══ Texto para revisar

explico: lo ocurrido en los casos en que es mucho más sencillo dar por muerto a
alguien que explicar cómo es posible que siga vivo. La historia nos ha dado
cientos de casos, pero a mí me gustan estos tres que os voy a relatar, uno por
el contexto histórico, otro por tratarse de una imposible supervivencia
colectiva y, el más reciente, por la tremenda casualidad que hizo posible que
la supervivencia tuviera sentido.
La
defensa por parte de los Tercios de Castelnuovo, actualmente Montenegro, está
perfectamente documentada. Es un hecho de guerra en el que una suerte de
euroejército de 4000 hombres, liderado por un comandante español, defendió
durante tres semanas este emplazamiento, clave en el camino de las tropas de
Barbarroja hacia el objetivo de su rey Soleman el Magnífico: Viena, la joya del
Imperio. Os resumo: murieron todos, menos cien, que fueron hechos prisioneros y
enviados a Estambul. Pero antes de morir, diezmaron al poderoso ejército
jenízaro, la élite militar otomana. Este hecho supuso que los planes de Soleimán
para invadir el Imperio Austrohúngaro no se cumplieran jamás. Pero no me quiero
desviar, y quiero señalar la historia de esos prisioneros enviados al corazón
del imperio. Resulta que, viendo como morían poco a poco de hambre y
enfermedades en los calabozos reales del Bósforo, se fugaron veinticinco,
robaron un barco en el puerto, se hicieron a la mar sorteando a la flota
otomana en los Dardanelos y consiguieron llegar al puerto cristiano de Mesina
seis años después de la caída de Castelnuovo. Para entonces, todo el imperio
los daba por muertos. Dos cabos de los tercios, que se fugaron del cerco,
relataron el horror; los cronistas jenízaros dejaron escrito que se había
tratado con saña a los supervivientes para contentar a la tropa sitiadora, que
había visto reducido su número a la mitad y quería la sangre de todos los
soldados y las cabezas de mandos y clérigos. Los cien prisioneros se llevaron
para su tortura en interrogatorios y prueba de victoria. Fueron numerosas las
canciones y poemas que recorrieron el imperio narrando la hazaña, resistencia y
muerte de los Tercios de Castelnuovo, así que, cuando despertaron al capitán
del puerto de Mesina una noche de verano de 1545 para decirle que unos
cristianos a bordo de una nao turca habían arribado al puerto diciendo que eran
supervivientes, lo único que dijo fue: "imposible".
Por
mucho que pienso sobre ello, intentando recrear sus habilidades y
conocimientos, me parece imposible que la tripulación del Endurance,
capitaneada por Ernest Shackelton, sobreviviera completa, sin una sola baja, a
dos inviernos antárticos, a una travesía de 1300 kilómetros durante dos semanas en un bote a vela abierto de 6 metros a
través del mar más peligroso del mundo y a una ruta glaciar a pie por una isla
para terminar llegando a un puerto, donde estoy seguro de que lo primero que
dijeron los rudos marineros balleneros que lo poblaban fue:
"imposible".

════
══ Datos proporcionados

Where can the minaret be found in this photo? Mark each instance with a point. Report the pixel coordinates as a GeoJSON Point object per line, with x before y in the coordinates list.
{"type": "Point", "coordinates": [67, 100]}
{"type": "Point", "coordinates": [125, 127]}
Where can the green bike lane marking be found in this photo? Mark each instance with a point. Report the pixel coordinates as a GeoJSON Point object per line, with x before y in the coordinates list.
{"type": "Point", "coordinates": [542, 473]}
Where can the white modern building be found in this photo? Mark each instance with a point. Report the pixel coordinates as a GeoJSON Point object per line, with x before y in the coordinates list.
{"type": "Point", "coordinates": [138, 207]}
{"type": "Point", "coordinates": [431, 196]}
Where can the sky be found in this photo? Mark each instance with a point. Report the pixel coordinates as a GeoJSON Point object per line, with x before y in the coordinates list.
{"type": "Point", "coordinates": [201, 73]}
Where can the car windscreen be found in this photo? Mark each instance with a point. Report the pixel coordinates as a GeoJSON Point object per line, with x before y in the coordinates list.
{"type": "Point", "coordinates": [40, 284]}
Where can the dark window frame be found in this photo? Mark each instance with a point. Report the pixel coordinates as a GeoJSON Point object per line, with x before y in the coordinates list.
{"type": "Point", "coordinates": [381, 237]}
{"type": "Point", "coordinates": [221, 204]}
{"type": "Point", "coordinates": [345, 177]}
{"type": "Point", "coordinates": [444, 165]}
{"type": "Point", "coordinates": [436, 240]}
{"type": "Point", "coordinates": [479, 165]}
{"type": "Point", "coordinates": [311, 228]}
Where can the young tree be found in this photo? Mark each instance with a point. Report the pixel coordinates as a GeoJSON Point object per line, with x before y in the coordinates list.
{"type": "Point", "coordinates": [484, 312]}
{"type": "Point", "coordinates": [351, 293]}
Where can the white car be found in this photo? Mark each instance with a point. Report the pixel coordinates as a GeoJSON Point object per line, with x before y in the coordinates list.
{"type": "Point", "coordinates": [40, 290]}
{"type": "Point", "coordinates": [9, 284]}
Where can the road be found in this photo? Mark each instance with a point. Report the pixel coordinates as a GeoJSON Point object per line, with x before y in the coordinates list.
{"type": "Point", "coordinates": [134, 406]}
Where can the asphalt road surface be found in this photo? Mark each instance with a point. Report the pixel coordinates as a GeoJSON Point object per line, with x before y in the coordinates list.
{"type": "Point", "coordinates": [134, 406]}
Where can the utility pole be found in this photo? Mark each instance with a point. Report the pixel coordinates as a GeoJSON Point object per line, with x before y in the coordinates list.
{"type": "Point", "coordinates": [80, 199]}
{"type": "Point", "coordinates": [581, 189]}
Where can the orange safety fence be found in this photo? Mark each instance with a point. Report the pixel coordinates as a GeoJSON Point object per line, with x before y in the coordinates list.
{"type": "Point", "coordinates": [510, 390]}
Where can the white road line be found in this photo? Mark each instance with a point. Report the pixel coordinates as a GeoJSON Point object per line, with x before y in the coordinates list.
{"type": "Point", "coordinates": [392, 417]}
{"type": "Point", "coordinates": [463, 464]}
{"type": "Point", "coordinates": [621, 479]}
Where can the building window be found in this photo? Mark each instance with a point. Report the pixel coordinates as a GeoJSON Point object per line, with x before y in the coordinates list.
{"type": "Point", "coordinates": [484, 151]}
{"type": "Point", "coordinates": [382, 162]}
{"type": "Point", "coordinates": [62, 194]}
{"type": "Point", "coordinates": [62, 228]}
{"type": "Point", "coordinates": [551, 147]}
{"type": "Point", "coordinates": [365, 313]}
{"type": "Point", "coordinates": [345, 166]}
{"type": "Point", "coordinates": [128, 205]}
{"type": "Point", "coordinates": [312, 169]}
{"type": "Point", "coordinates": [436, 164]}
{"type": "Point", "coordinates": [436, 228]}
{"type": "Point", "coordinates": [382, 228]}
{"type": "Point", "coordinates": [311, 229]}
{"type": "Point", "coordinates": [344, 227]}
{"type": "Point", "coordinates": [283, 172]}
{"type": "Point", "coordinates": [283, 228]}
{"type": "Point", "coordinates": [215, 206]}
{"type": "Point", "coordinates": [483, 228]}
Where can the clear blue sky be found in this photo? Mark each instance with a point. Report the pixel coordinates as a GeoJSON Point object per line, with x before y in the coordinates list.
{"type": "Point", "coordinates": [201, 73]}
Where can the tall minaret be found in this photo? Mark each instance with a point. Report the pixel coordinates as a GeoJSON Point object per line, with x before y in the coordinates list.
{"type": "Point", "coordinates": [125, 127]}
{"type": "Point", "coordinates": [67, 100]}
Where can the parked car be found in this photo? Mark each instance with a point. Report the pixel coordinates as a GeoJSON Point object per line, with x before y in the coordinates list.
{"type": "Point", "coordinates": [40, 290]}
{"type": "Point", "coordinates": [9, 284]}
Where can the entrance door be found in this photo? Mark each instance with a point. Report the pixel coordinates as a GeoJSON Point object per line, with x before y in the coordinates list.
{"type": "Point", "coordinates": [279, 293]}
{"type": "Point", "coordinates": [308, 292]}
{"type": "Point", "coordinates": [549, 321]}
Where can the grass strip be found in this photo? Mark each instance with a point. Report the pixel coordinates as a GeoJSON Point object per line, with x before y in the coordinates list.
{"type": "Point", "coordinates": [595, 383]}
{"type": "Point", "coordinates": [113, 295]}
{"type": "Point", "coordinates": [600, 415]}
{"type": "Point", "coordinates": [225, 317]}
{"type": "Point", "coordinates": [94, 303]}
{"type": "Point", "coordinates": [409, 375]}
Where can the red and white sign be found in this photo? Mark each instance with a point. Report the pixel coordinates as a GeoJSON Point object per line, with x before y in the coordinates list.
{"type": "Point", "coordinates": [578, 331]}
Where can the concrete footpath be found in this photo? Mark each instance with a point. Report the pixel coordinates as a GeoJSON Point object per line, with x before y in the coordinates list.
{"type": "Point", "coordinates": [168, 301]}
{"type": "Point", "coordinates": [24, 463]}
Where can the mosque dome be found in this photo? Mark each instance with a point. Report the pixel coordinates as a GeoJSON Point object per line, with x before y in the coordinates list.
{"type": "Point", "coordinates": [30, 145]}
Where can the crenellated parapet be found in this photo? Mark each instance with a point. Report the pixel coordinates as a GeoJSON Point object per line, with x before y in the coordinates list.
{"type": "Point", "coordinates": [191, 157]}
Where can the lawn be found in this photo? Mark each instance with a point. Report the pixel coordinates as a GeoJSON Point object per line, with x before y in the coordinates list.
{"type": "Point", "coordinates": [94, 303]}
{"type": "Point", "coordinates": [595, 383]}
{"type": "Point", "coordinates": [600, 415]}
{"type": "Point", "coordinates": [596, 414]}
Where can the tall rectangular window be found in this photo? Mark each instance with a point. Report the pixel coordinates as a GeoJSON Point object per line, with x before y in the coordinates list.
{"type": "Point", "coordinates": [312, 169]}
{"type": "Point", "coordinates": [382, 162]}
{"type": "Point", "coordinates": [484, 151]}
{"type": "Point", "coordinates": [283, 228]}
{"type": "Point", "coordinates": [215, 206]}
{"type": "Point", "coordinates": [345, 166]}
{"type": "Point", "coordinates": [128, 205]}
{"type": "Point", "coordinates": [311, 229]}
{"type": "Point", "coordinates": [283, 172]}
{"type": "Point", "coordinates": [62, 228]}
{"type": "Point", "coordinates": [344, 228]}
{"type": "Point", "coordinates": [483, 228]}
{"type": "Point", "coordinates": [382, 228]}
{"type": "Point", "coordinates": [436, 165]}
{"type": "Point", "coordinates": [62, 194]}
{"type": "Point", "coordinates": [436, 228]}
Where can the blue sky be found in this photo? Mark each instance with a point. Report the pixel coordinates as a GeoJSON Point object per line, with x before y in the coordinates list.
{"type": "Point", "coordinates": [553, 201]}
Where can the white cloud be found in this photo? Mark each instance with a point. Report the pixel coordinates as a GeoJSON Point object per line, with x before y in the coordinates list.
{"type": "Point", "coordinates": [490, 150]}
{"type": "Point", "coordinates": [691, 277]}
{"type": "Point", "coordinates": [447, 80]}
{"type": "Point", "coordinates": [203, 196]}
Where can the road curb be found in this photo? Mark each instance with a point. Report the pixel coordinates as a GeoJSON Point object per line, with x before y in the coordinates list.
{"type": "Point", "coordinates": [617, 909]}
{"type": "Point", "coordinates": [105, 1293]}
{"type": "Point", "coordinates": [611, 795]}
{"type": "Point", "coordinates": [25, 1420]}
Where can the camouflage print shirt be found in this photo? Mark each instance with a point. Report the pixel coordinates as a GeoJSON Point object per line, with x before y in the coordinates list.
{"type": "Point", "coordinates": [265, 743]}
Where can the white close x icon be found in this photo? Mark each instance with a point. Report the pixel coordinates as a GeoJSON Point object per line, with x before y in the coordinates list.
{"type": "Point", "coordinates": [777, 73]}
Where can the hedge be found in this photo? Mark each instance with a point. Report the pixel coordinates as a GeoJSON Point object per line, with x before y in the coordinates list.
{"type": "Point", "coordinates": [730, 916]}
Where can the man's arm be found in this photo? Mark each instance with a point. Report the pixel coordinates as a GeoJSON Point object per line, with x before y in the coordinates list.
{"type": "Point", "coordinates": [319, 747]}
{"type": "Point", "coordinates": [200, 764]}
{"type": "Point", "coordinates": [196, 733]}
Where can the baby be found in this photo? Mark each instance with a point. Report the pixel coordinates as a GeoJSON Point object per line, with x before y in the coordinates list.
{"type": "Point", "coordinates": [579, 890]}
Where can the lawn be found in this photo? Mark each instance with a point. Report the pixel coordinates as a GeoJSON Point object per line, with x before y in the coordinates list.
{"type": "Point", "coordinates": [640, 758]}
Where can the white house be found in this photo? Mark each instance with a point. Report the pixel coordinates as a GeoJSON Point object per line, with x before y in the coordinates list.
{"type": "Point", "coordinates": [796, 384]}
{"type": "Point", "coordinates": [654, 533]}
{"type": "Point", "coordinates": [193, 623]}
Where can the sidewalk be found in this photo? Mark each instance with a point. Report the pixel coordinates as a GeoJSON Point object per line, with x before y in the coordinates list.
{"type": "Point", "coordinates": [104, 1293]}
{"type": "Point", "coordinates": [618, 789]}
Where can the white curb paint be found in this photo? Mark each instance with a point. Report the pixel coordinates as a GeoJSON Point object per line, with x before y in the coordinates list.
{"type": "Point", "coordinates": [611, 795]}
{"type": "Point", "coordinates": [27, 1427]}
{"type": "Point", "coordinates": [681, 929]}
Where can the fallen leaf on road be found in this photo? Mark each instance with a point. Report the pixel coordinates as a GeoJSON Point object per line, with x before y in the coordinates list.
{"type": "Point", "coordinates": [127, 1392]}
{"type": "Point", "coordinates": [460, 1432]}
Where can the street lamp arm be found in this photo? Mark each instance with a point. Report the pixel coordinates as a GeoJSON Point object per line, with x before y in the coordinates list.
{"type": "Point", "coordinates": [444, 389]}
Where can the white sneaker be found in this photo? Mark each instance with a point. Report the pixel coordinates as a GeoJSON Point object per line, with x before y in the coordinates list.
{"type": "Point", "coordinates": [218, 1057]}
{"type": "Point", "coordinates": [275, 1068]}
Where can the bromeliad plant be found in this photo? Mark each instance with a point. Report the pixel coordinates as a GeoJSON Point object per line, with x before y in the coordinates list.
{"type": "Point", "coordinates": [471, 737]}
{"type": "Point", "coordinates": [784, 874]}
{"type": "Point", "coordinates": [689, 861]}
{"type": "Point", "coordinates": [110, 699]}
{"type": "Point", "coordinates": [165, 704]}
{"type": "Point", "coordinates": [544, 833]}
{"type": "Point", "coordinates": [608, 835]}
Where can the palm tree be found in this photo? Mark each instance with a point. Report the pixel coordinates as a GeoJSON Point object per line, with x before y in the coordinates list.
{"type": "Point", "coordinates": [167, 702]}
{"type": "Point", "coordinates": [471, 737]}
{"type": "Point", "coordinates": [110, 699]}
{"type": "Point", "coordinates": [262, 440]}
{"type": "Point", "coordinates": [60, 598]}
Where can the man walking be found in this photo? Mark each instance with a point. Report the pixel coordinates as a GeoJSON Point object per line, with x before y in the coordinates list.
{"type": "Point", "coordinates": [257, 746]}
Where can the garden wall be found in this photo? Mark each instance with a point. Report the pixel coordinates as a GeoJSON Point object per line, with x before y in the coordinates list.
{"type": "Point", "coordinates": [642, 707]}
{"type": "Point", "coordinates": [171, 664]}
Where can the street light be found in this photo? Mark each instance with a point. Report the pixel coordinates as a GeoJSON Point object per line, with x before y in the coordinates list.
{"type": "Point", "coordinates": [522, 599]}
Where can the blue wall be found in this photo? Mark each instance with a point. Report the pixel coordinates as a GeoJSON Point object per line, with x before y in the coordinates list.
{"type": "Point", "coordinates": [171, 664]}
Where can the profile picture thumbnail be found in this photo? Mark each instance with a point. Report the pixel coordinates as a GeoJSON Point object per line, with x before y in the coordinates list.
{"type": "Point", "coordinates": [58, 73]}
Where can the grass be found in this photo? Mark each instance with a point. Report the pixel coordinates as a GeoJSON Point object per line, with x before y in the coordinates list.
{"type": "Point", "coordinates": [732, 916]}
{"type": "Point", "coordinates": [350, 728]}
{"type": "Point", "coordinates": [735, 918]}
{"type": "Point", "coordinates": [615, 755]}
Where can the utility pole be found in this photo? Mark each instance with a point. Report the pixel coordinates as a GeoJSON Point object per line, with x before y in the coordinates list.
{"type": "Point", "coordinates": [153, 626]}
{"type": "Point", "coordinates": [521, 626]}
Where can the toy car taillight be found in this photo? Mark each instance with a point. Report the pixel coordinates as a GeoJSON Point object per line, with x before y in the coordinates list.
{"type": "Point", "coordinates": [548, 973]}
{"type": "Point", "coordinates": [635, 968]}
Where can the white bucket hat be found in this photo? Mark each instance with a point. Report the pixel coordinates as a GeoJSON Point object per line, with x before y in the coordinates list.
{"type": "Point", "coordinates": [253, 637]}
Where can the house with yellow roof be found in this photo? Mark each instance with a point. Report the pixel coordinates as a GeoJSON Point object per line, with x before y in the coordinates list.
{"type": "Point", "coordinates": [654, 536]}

════

Tarea 1: Según el texto, ¿cuántos de los prisioneros de Castelnuovo se fugaron de los calabozos del Bósforo?
Tarea 2: Vuelve a escribir sin cambios la parte del texto que se abre con las palabras que contienen "explico: lo ocurrido" y se cierra con "supervivencia tuviera sentido.".
Tarea 3: Traduce al inglés esta oración del texto: "Para entonces, todo el imperio los daba por muertos."

Resultado 1: Se fugaron veinticinco.

Resultado 2:
explico: lo ocurrido en los casos en que es mucho más sencillo dar por muerto a
alguien que explicar cómo es posible que siga vivo. La historia nos ha dado
cientos de casos, pero a mí me gustan estos tres que os voy a relatar, uno por
el contexto histórico, otro por tratarse de una imposible supervivencia
colectiva y, el más reciente, por la tremenda casualidad que hizo posible que
la supervivencia tuviera sentido.

Resultado 3: By then, the whole empire considered them dead.